▶ Goal a
Answer these questions using the passage on U.S. ethanol exports below:
(i) How many million gallons of un-denatured ethanol did the U.S. export to Canada in 2010-11?
(ii) What share of U.S. ethanol exports did the "other" category make up in 2007-08?
(iii) Where is the 12.92 million gallon waste-to-ethanol plant expected to be completed?

▶ Supplied text
**********

Figure 2 shows U.S. ethanol exports to the top five destinations in the year ending August 31, 2011 and the history of exports to these destinations since 1993-94.  Canada has been the leading market for U.S. ethanol exports since the late 1990s and has increased substantially in size in the last few years.   For 2010-11 as shown in Figure 2, U.S. exported 239 million gallons of un-denatured ethanol to Canada.  About 88 million bushels of corn were required to produce that quantity of ethanol. (6)   EU was the second-largest destination and was followed by Jamaica and Brazil.   The “other” category represents a total of 98 million gallons of exports to 57 other countries, each of which purchases only a small amount of ethanol imported from the U.S.   However, the other category has been a rapidly growing market, expanding from 3.8% of U.S. ethanol exports in 2007-08 to 13.6% in 2010-11.   Exports to politically unstable countries (excluding UAR) totaled only 1.4 million gallons in 2010-11.  

Exports to Canada

The importance of the Canadian market reflects its near-by location along with its biofuels mandates that require increased use of ethanol as well as biodiesel. Essentially all of its ethanol imports come from the U.S. (7) Canada’s main corn producing area is Ontario and its production is much smaller than in the U.S.  Although it has ethanol production in western Canada that uses wheat as a feedstock, corn is more cost competitive and allows the U.S. to produce ethanol at very competitive prices.  Preliminary data from FAS, a USDA report, indicate Canada’s ethanol production for 2011 was about 1.35 billion liters or about 357 million gallons. (8) At that level, Canada’s ethanol production in 2011 was equivalent to about 3.4% of its annual gasoline use. Canadian ethanol production capacity was estimated at 1.796 billion liters. That was a 12.5% increase from the previous year.   Another 2% production increase is projected for 2012 when a 12.92 million gallon waste-to-ethanol plant is anticipated to be completed in Edmonton, Alberta.  Another waste-to-ethanol plant also is being planned in Quebec that may be on line sometime in the next year or two.

**********

▶ Segmentation dataset records
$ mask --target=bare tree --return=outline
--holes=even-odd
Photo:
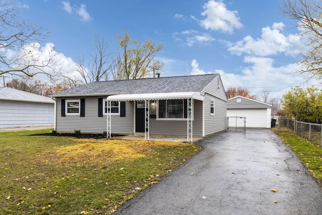
[[[307,40],[303,47],[303,59],[299,63],[304,69],[295,71],[320,79],[322,77],[322,2],[316,0],[283,0],[282,12],[295,21]]]
[[[267,103],[272,105],[272,110],[279,110],[282,109],[280,99],[278,98],[270,99]]]
[[[263,92],[259,96],[260,101],[265,103],[268,103],[270,98],[270,91],[267,89],[264,89]]]
[[[49,32],[34,23],[22,21],[15,4],[10,0],[0,1],[0,76],[8,74],[33,77],[44,74],[53,77],[54,73],[48,69],[57,63],[58,59],[54,60],[57,52],[51,47],[46,51],[48,53],[45,57],[35,54],[38,43],[47,38]]]
[[[155,45],[152,40],[145,42],[139,39],[132,40],[126,32],[117,36],[120,52],[115,57],[112,68],[114,80],[141,79],[154,77],[164,64],[155,59],[163,45]]]
[[[89,53],[90,59],[88,62],[85,61],[84,55],[82,57],[76,57],[78,66],[75,70],[82,77],[81,79],[78,78],[76,82],[88,84],[109,79],[109,72],[113,63],[112,54],[107,51],[108,47],[108,43],[105,42],[104,38],[97,36],[95,37],[95,48],[92,52]]]

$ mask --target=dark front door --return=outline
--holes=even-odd
[[[136,101],[136,110],[135,111],[135,132],[144,132],[144,101]]]

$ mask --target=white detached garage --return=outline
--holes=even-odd
[[[0,88],[0,128],[54,125],[50,98],[9,87]]]
[[[236,120],[246,117],[246,127],[271,127],[272,105],[240,96],[228,100],[227,116],[229,126],[244,127],[244,120]]]

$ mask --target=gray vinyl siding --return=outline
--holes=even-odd
[[[66,115],[61,116],[61,99],[66,100],[79,100],[85,98],[85,116]],[[73,132],[74,130],[80,130],[83,133],[101,133],[107,130],[107,118],[106,115],[98,116],[98,99],[106,97],[68,97],[56,98],[57,112],[56,130],[58,132]],[[111,130],[112,133],[133,133],[133,102],[126,102],[126,116],[111,115]]]
[[[227,96],[220,76],[217,76],[203,91],[205,93],[204,135],[224,131],[227,124]],[[210,100],[215,102],[215,114],[210,115]]]
[[[54,125],[53,103],[0,100],[0,127]]]
[[[202,102],[194,100],[193,135],[202,135]],[[150,134],[187,135],[187,120],[157,120],[150,119]]]
[[[241,99],[242,102],[237,103],[237,99]],[[270,108],[270,105],[260,102],[253,101],[244,98],[237,97],[230,99],[227,103],[227,109],[261,109]]]
[[[226,91],[219,75],[217,76],[202,91],[203,93],[214,96],[223,101],[227,101]]]
[[[215,114],[210,115],[210,100],[215,102]],[[204,101],[205,135],[223,131],[226,129],[226,102],[210,95],[207,95]]]

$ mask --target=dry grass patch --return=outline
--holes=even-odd
[[[93,166],[124,160],[137,159],[155,152],[155,148],[180,147],[187,144],[159,141],[74,139],[79,144],[51,149],[42,153],[47,162],[69,165]]]
[[[110,214],[201,149],[48,132],[0,133],[0,214]]]

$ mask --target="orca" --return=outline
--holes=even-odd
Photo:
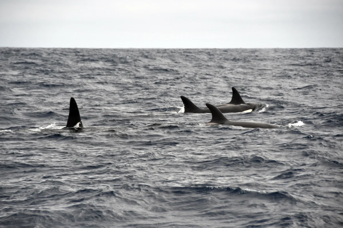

**********

▶ Goal b
Select each line in the rows above that contains the string "target".

▶ Complete answer a
(i) 239 million gallons
(ii) 3.8%
(iii) Edmonton, Alberta

▶ Complete answer b
$ mask --target=bare tree --return=outline
$ mask --target=dark front door --return=outline
$ mask --target=white detached garage --return=outline
$ mask --target=gray vinyl siding --return=outline
$ mask --target=dry grass patch --return=outline
$ mask --target="orca" --return=outline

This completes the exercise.